Data to examine
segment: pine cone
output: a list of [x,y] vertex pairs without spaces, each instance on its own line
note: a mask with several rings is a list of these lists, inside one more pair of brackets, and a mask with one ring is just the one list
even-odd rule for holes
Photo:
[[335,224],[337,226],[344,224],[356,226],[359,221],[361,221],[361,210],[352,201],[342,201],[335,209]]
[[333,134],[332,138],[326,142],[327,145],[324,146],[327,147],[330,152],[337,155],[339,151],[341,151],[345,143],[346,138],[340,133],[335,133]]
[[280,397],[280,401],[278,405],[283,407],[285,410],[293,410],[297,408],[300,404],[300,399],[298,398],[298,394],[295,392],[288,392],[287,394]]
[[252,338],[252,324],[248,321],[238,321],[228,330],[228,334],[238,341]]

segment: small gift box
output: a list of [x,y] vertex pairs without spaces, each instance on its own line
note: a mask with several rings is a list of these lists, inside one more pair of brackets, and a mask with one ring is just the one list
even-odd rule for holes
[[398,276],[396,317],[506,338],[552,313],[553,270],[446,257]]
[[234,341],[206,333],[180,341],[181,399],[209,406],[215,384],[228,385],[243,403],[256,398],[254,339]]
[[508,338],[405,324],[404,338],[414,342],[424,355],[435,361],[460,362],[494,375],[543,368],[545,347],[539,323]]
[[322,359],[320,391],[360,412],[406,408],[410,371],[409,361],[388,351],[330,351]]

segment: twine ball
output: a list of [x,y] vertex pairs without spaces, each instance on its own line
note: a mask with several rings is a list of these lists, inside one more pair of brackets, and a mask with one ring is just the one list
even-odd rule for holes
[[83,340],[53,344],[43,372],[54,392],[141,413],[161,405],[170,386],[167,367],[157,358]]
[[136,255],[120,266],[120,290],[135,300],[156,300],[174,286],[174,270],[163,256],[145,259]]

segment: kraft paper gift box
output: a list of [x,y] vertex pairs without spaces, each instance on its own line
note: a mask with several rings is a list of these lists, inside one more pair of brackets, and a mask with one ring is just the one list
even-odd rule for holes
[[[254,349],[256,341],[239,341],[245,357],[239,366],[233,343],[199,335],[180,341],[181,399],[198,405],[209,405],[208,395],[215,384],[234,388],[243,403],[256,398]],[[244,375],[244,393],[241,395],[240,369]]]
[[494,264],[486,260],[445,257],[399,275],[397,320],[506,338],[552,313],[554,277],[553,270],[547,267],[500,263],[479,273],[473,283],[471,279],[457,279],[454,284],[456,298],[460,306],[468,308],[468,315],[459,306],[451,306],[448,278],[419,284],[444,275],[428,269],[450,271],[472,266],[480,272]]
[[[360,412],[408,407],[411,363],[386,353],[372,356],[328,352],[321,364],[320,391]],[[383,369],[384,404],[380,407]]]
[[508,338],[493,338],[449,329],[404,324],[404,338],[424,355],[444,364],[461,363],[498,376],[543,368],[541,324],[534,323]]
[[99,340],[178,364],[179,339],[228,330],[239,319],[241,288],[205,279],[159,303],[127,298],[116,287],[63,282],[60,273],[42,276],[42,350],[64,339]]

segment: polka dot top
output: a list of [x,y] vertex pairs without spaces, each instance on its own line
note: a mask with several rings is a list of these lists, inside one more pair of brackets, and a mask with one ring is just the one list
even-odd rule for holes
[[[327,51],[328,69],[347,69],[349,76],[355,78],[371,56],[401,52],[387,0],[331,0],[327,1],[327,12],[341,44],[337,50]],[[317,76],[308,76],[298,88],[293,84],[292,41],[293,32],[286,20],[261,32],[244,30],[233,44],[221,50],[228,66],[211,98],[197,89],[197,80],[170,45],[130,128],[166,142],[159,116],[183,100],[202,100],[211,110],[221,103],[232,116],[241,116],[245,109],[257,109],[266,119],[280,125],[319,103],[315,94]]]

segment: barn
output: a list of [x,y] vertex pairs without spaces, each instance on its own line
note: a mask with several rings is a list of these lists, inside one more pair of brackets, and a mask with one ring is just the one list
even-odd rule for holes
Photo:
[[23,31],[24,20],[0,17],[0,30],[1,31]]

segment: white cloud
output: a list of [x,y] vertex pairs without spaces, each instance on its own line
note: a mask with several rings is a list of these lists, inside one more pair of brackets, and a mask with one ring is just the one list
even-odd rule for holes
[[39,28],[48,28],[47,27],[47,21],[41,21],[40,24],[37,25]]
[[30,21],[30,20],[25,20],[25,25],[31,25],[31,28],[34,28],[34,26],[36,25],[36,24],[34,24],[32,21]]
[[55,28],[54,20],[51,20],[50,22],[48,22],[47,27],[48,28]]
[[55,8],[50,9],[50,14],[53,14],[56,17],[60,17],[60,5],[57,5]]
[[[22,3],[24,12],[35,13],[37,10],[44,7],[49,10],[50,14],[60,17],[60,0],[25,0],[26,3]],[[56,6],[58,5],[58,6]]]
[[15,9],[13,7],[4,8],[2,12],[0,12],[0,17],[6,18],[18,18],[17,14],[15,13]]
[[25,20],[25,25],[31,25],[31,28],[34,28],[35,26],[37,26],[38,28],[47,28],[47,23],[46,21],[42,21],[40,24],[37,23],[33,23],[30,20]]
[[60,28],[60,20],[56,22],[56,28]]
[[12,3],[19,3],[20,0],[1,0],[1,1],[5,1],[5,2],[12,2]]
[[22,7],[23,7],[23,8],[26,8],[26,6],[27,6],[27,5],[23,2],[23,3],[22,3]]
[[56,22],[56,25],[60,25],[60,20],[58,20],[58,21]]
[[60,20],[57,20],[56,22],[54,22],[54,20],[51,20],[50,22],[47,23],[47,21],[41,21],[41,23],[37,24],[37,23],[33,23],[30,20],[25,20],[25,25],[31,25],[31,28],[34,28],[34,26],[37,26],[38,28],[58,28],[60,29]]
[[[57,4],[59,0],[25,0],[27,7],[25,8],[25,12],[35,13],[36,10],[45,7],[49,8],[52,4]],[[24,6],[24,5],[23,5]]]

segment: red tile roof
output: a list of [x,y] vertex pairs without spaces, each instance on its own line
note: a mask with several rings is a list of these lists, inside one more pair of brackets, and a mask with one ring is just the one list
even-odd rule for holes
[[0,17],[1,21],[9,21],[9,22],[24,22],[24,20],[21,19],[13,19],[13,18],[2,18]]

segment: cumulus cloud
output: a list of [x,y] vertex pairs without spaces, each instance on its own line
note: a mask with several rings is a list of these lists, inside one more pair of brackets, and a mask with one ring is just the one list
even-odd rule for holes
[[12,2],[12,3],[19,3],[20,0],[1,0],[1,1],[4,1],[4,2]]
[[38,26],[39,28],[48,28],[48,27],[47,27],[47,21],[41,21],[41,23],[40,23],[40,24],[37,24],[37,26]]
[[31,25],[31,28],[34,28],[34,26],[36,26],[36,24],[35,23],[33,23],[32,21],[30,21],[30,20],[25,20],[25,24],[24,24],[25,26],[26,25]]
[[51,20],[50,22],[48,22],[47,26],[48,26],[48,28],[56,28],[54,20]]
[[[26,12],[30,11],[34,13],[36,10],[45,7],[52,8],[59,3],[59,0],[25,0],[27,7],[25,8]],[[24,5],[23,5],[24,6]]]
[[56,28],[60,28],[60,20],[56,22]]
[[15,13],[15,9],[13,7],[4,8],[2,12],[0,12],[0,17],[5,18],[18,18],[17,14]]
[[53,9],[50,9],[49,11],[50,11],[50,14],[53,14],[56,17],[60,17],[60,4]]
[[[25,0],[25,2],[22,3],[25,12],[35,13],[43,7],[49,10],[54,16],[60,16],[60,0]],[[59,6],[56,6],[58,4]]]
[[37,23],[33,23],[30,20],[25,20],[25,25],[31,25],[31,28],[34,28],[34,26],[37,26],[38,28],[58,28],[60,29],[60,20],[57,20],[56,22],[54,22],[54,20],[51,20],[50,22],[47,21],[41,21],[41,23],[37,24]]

Problem requirements
Find every line of the data that holds the string "gift", then say how many there are and nothing else.

Answer below
2